◆ Document text ◆
##########
Student Stories: PhD student Matthew Carter shares how he's utilising novel data streams and machine learning to help in the fight against COVID-19. | Stories | Centre for Doctoral Training in Distributed Algorithms

Read Matthew's blog to find out about a day in the life with the CDT in Distributed Algorithms.

"The outbreak of the Coronavirus Disease (COVID-19) has caused widespread disruption to societies and economies around the world. Despite their reliability, conventional data streams (such as the daily reports by the Office of National Statistics) provide limited insight into the pandemic. Our team of researchers, led by Professor Simon Maskell, is developing systems that utilise novel data streams to provide deeper insights into the pandemic as it unfolds.

With social distancing measures in place, a large amount of discourse relating to COVID-19 now takes places on social media platforms such as Twitter. These platforms contain a treasure trove of information that can help us answer questions such as how many people are exhibiting Coronavirus symptoms today? However, not all information is created equal - these platforms also contain a lot of misinformation which could potentially cause harm to members of the public.

We developed a system to track and analyse tweets that mention symptoms of COVID-19. This system ‘listens’ for tweets that mention COVID-19 symptoms. Once identified, tweets are fed through a machine learning classifier which identifies whether it relates to a user’s personal symptoms, someone else’s symptoms or if the tweet contains misinformation.

Twitter dashboard data

^{Dashboard used to monitor Twitter data}

We can also use geolocation data to calculate the number of users who tweet about symptoms in each region of a given country (where geolocation is permitted by the user). From this data, it is also possible to determine the number of users who travel between different regions of a given country. This information could potentially help to identify new outbreak clusters within a country and provide insight into how members of the public responded to lockdown measures.
##########
◆ Material provided ◆
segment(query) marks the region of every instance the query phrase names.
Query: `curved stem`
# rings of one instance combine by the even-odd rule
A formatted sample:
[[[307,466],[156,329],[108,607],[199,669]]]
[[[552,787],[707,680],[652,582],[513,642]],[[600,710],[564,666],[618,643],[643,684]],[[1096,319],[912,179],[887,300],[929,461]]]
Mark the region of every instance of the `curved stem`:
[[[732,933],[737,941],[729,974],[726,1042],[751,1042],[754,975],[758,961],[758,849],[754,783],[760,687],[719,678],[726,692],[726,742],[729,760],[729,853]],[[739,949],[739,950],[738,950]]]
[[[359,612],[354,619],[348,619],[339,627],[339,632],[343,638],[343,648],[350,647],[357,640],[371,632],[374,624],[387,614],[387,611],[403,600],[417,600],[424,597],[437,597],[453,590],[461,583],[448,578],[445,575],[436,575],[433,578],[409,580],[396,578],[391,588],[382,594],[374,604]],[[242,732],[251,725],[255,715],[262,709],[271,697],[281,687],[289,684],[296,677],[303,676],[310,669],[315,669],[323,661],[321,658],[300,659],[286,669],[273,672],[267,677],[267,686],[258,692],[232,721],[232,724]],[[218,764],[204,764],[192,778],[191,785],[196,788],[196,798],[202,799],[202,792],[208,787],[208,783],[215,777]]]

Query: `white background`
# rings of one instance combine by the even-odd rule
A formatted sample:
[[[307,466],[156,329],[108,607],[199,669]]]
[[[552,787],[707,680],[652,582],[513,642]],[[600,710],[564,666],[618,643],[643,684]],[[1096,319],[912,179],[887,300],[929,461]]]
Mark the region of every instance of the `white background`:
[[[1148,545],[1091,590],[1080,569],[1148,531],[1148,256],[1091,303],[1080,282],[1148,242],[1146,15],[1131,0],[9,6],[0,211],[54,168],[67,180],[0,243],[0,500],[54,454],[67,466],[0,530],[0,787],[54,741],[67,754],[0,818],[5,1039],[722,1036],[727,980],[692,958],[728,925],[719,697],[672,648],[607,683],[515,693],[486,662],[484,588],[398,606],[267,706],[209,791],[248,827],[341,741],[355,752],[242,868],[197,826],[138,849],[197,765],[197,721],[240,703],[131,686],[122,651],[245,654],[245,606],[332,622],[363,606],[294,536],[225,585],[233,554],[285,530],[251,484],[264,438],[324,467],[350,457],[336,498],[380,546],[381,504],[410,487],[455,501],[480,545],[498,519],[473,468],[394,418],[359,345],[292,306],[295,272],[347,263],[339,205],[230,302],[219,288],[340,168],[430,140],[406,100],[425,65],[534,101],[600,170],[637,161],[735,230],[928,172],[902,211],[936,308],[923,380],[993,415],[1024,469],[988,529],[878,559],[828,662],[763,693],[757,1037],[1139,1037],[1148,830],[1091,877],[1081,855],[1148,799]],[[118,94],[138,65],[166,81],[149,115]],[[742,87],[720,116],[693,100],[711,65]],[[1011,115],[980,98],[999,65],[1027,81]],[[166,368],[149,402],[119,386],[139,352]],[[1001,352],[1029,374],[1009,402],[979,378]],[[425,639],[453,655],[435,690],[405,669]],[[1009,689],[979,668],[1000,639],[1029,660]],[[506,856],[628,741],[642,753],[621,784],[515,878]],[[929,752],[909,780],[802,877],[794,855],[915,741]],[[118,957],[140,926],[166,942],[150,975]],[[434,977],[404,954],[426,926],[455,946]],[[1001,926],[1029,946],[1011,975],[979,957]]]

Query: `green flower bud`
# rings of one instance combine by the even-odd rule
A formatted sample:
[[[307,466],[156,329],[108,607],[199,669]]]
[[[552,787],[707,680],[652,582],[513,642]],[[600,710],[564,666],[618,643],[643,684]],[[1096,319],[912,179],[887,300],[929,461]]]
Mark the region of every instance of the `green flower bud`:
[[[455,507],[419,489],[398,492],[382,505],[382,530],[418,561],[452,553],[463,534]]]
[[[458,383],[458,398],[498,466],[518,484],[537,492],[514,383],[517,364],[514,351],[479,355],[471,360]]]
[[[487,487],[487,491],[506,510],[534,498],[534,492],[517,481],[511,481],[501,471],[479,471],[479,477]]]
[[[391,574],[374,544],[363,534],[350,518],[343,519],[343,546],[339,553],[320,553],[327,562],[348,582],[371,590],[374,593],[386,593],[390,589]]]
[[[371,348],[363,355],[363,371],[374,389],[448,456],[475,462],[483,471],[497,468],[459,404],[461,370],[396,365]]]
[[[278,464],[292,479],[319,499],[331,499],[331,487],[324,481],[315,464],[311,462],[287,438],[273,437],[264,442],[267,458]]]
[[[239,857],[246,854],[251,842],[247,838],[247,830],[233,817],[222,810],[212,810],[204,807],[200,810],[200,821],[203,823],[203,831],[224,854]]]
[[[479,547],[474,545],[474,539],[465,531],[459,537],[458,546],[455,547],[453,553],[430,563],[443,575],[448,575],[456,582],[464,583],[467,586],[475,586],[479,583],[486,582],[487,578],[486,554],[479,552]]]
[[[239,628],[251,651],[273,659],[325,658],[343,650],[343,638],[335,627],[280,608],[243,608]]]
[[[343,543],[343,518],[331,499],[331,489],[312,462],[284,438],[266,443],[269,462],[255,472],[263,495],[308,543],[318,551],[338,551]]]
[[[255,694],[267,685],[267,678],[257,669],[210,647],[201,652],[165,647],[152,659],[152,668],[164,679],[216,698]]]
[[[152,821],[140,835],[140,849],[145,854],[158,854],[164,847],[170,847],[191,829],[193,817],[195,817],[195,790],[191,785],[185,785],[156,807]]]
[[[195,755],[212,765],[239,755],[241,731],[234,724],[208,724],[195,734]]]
##########
◆ Activities ◆
1. Please rewrite the part of the COVID-19 student story that begins at the words "With social distancing" and ends after "tweet contains misinformation.", with "misinformation" changed to "false information".
2. Answer these questions using the COVID-19 student story:
(a) Who leads the team of researchers?
(b) Which social media platform is named as an example?
(c) Into which three categories does the machine learning classifier sort tweets?

◆ Solutions in order ◆
1.
With social distancing measures in place, a large amount of discourse relating to COVID-19 now takes places on social media platforms such as Twitter. These platforms contain a treasure trove of information that can help us answer questions such as how many people are exhibiting Coronavirus symptoms today? However, not all information is created equal - these platforms also contain a lot of false information which could potentially cause harm to members of the public.

We developed a system to track and analyse tweets that mention symptoms of COVID-19. This system ‘listens’ for tweets that mention COVID-19 symptoms. Once identified, tweets are fed through a machine learning classifier which identifies whether it relates to a user’s personal symptoms, someone else’s symptoms or if the tweet contains false information.

2.
(a) Professor Simon Maskell
(b) Twitter
(c) A user's personal symptoms, someone else's symptoms, or misinformation